→ **REQUIREMENTS**
Can you reproduce the lines below word for word, leaving out the pictures?

Image region labeling entries:
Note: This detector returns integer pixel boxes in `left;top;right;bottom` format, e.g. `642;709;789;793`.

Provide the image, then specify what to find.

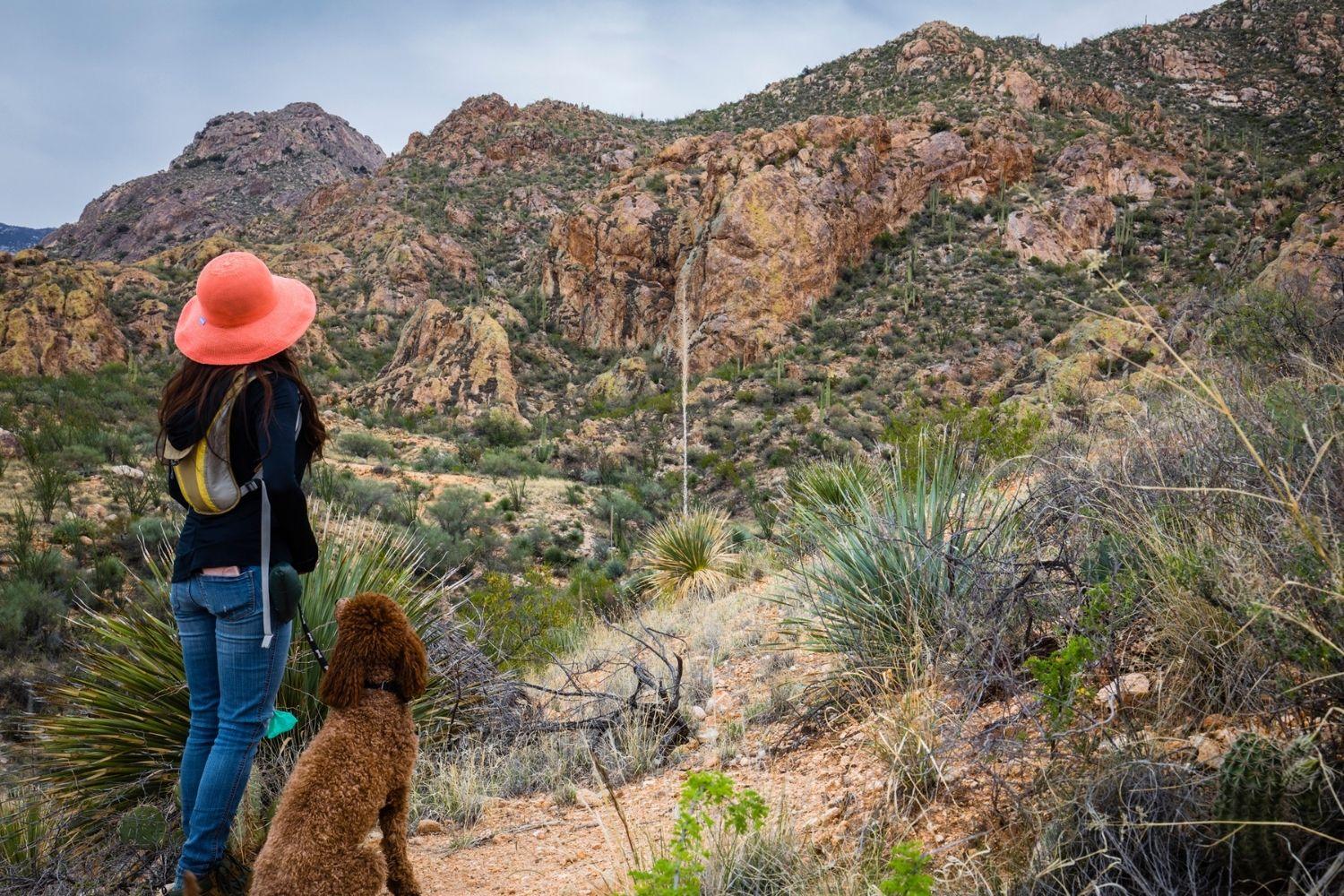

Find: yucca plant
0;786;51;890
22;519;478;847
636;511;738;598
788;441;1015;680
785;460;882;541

→ **RESULT OF THIS EXERCISE**
Note: This detector returns integer pixel boxes in `left;top;right;bottom` format, e.g. `642;709;789;793`.

Provide the image, then specify what to find.


Find: yucca plant
0;786;51;890
22;519;478;847
636;511;738;598
788;441;1015;680
785;460;882;541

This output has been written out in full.